## Try it:
Please give back each line of the listing, unchanged in every word.

[Opening Data to process section]

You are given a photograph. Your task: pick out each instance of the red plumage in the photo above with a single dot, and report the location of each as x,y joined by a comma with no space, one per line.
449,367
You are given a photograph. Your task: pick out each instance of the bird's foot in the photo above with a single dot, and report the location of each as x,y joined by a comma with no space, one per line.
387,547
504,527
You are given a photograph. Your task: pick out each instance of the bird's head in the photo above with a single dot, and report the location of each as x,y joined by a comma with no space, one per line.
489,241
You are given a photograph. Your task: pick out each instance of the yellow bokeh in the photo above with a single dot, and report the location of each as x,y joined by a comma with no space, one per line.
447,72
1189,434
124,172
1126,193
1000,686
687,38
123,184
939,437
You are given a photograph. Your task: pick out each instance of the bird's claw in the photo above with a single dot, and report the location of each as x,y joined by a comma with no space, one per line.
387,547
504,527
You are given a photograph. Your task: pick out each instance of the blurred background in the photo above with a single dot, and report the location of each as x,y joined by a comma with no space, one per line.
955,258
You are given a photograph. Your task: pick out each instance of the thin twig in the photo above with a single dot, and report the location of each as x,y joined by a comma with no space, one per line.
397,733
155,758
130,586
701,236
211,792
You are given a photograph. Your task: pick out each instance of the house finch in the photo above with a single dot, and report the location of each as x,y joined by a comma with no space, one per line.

[Closing Data to process section]

## Answer for the task:
You are given a photograph. Your task: pick out each instance of the red plumage in the photo above with a single dot, and report the location of each as x,y joined by a comma with no space, one per line.
449,367
You are given a photograph. Your task: pick out each instance of the bird's foot in the photo above with a single dot, and report the location of each as x,y joined by a comma with no space, one per line.
387,547
504,527
You are given a photograph. Your task: pick out each instance of the bird's head in the photo above with a single dot, and report the location of each as x,y joined by a comma with no space, one per line.
489,241
You are given a photograph. Your task: pick out each instance of the yellow bokeh in the photo above with a single dot, and report the location of each as x,y joined by a comma with no space, one per line.
447,72
1189,434
124,172
1126,193
1000,686
687,38
123,184
939,437
You are given a photograph. Your task: pick out each instance of the bird's claw in the photo above with a single dot, and report the location of each as x,y joined by a comma with no space, one per line.
387,547
504,527
You are given a photograph. Your task: pick out each instance of the blurred background in the photo above with a single dot, and report the location of each as x,y joined by a comma with no space, one per line.
955,258
You are given a photograph. Your task: pick out each instance of the thin twig in the photo above with a single dot, and report the location of each as x,y joined by a comma with no space, one per line.
397,733
155,758
130,586
701,236
211,792
You are given a photograph. Your task: pick out each instance of the house finch in the photo above with a single dot, and report the location of each as x,y joined by a comma with no space, one per line.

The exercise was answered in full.